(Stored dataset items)
━━━
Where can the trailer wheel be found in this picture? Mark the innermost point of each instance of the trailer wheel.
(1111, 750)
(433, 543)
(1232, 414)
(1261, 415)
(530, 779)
━━━
### AIM
Rewrite the records, substituting "wagon wheel" for every occurrence of "trailer wheel" and changing nothing else.

### THE OUTPUT
Where can the wagon wheel be found in this picture? Mark the innermost point of each instance of the wagon wheel.
(1111, 750)
(433, 543)
(1232, 414)
(1261, 415)
(530, 779)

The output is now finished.